◆ Exercise directions
Every record below should be printed exactly as given.

◆ Records from a point labeling set
——

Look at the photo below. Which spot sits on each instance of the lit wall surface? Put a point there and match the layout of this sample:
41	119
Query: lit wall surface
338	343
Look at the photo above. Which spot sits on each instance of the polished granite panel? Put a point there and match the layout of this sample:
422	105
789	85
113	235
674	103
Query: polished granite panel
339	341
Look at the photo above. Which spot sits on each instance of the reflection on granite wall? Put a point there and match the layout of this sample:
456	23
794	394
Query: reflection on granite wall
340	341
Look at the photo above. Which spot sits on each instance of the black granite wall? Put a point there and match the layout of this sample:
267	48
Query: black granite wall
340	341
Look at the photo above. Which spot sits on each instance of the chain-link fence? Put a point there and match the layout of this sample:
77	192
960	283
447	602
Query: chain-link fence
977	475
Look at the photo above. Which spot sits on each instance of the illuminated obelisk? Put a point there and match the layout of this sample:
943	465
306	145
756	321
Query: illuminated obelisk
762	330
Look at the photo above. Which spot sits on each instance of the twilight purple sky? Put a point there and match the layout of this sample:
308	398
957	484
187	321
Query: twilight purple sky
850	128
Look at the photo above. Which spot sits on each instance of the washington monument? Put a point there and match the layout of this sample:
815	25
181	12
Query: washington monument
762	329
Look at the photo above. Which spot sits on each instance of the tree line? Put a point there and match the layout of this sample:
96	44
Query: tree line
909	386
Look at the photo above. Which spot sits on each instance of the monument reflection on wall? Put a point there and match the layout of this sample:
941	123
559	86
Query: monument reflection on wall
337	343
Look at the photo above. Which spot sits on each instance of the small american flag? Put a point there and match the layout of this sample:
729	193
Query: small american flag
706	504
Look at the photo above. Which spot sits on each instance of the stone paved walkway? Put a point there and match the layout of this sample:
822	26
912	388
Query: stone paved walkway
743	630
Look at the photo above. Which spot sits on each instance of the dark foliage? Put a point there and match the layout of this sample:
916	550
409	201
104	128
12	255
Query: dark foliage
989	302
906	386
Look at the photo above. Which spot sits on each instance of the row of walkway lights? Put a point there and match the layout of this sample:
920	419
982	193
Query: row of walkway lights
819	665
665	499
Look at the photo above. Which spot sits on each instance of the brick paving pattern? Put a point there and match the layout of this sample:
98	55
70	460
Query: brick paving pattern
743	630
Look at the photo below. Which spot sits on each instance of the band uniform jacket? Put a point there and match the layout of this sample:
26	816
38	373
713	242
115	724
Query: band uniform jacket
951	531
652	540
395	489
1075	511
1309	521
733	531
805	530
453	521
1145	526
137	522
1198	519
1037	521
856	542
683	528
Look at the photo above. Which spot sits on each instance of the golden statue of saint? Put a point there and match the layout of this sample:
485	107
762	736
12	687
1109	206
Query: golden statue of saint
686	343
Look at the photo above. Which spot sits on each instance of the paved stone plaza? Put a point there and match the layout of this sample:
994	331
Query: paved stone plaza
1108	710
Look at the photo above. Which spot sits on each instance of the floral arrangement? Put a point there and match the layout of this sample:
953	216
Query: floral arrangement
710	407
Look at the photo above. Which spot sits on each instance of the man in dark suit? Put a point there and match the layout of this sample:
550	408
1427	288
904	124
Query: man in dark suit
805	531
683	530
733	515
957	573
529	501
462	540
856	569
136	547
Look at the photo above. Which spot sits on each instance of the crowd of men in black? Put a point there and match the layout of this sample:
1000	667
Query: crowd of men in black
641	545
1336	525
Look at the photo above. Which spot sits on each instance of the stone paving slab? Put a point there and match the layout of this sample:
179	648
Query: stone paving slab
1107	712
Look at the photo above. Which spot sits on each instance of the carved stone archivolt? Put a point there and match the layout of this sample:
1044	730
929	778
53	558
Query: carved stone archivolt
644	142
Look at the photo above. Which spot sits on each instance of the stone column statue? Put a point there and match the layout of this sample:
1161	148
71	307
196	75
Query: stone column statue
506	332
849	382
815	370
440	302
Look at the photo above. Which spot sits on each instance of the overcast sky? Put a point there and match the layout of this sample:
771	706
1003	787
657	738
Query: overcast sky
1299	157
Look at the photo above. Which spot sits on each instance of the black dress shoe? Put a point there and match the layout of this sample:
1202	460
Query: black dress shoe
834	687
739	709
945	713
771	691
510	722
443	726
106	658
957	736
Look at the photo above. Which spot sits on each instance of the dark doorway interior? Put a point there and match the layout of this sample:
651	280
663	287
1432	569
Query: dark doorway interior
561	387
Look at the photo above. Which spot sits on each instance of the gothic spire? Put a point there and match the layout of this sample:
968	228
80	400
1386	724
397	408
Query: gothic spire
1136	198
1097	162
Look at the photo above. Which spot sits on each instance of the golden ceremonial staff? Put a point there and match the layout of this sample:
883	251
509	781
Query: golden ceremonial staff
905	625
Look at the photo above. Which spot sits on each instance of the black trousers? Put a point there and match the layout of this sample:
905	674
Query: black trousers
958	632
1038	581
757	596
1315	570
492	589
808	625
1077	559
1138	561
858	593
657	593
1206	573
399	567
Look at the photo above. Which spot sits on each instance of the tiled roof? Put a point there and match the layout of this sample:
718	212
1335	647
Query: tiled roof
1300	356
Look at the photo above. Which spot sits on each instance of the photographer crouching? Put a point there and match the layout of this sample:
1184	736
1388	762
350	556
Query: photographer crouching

——

◆ Final answer
Look at the photo below. Which spot sits on each instance of the lit wall surface? Put a point there and match the layout of this sample:
41	119
Query: lit wall surface
338	343
Look at the photo above. Which spot sits on each instance of the polished granite panel? Put a point there and match the layout of this sample:
422	105
789	85
113	235
674	103
Query: polished granite panel
339	341
Look at the photo above. Which spot sits on each instance of the reflection on granite wall? Put a point there and match the layout of this sample:
456	23
794	394
Query: reflection on granite wall
340	341
Look at the photo above. Which spot sits on each instance of the black granite wall? Put a point there and match the layout of this sample:
267	48
Query: black granite wall
340	341
Look at the photo above. Which spot sits on each instance of the chain-link fence? Put a point there and match the layout of this sample:
77	192
960	283
447	602
Query: chain-link fence
977	475
Look at the photo above. Which spot sits on each instance of the illuminated obelisk? Put a point there and match the layout of this sample:
943	465
306	145
756	321
Query: illuminated obelisk
762	330
Look at the photo above. Which spot sits on each instance of the twilight purple sky? Put a point there and match the layout of this sample:
308	398
957	484
187	321
Query: twilight purple sky
850	128
Look at the photo above. Which spot sits on each instance of the washington monument? Put a point there and match the layout of this sample:
815	25
181	12
Query: washington monument
762	329
Look at the photo above. Which spot sits on each instance of the tree line? Put a point there and match the layout of this sample:
96	44
Query: tree line
909	386
Look at the photo above. Which spot sits on each instance of the monument reflection on wall? Put a point there and match the layout of this sample:
941	123
559	86
Query: monument reflection on wall
337	343
Look at the photo above. Which spot sits on each instance of the small american flag? Put a point there and match the layout of this sample:
729	193
Query: small american flag
706	504
Look at the photo above. Which spot sits on each instance of the stone paved walkway? Put a point there and match the layout of this sample:
822	26
912	388
Query: stone paved walkway
743	630
Look at the photo above. Which spot sits on each instance of the dark foliage? Put a point there and match the layout of this sample:
916	550
409	201
104	128
12	255
Query: dark foliage
989	302
906	386
Look at the photo above. Which spot sits on each instance of the row of walkway lights? Put a point there and match the layout of this sample:
920	419
982	193
Query: row of walkway lights
819	665
665	499
Look at the photo above. Which spot sits on each instance of the brick paving pattern? Put a point there and match the layout of this sample:
98	55
70	460
Query: brick paving pattern
743	630
Look at the photo below. Which spot sits on each instance of the band uniform jacket? Put a point there and match the layout of this sample:
26	816
38	373
713	242
115	724
Query: band uniform jacket
951	531
652	540
395	489
1075	511
1309	521
733	531
805	530
453	521
1145	526
137	522
1198	519
1037	521
856	542
683	528
Look at the photo above. Which spot sits on each instance of the golden statue of saint? Put a point there and match the layout of this sample:
485	107
762	736
12	687
1109	206
Query: golden statue of saint
686	343
Look at the photo above. Which spot sits on each instance of the paved stone plaza? Put a point there and match the layout of this sample:
994	331
Query: paved stone plaza
1108	710
Look at the photo above. Which spot sits on each instance of the floral arrangement? Put a point there and match the layout of this sample:
953	216
Query: floral arrangement
710	407
Look at the photo above. Which spot sits on each instance of the man in dark suit? Put a point there and match the layout of this sample:
550	408
1427	288
904	124
Query: man in dark suit
805	531
683	530
733	515
957	573
529	501
462	540
856	569
136	547
Look at the photo above. Which spot sits on each instance of the crowd of men in black? Put a point there and match the layout of this sample:
1000	667
Query: crowd of men in black
641	545
1336	525
Look at the photo above. Which spot sits on each instance of the stone paving slab? Put a point there and match the layout of this sample:
179	648
Query: stone paving slab
1107	712
Look at the photo above. Which spot sits on each instance of the carved stone archivolt? Put a point there and match the layout of this sample:
1044	730
929	778
53	558
Query: carved stone archivolt
644	142
Look at the photo above. Which spot sits on each instance of the stone column statue? Put a point there and match the layout of this sample:
1161	148
71	307
196	75
Query: stone column statue
506	332
849	382
815	370
440	302
Look at the photo above. Which spot sits on each instance of the overcast sky? Put a point there and match the layout of this sample:
771	706
1003	787
657	738
Query: overcast sky
1299	157
Look at the photo above. Which spot sits on each instance of the black dress shoe? Put a point there and match the layout of this sample:
1202	460
Query: black dress shoe
834	687
739	709
945	713
771	691
510	722
443	726
106	658
957	736
Look at the photo above. Which spot sits on each instance of the dark doorway interior? Put a point there and match the layout of this sample:
651	280
663	287
1432	569
Query: dark doorway interior
561	387
Look at the photo above. Which spot sits on each instance of the gothic spire? Put a point there and match the layout of this sample:
968	228
80	400
1386	724
397	408
Query: gothic spire
1136	198
1097	162
Look at the photo above. Which spot sits on each instance of the golden ceremonial staff? Put a point there and match the layout of this sample:
883	251
509	781
Query: golden ceremonial staff
905	625
Look at the photo above. Which spot sits on each instance of the black trousers? Put a point there and match the layout of this sample:
905	674
Query: black trousers
958	632
1038	581
757	596
1315	570
492	589
808	625
1077	559
1138	561
858	593
657	593
1206	573
399	567
Look at the photo above. Which spot sits on each instance of the tiled roof? Put a point there and match the layout of this sample:
718	212
1335	647
Query: tiled roof
1300	356
Look at the photo above. Which spot sits on each instance of the photographer crouching? Put a point there and match the layout of this sample:
1184	736
1388	762
350	556
Query: photographer crouching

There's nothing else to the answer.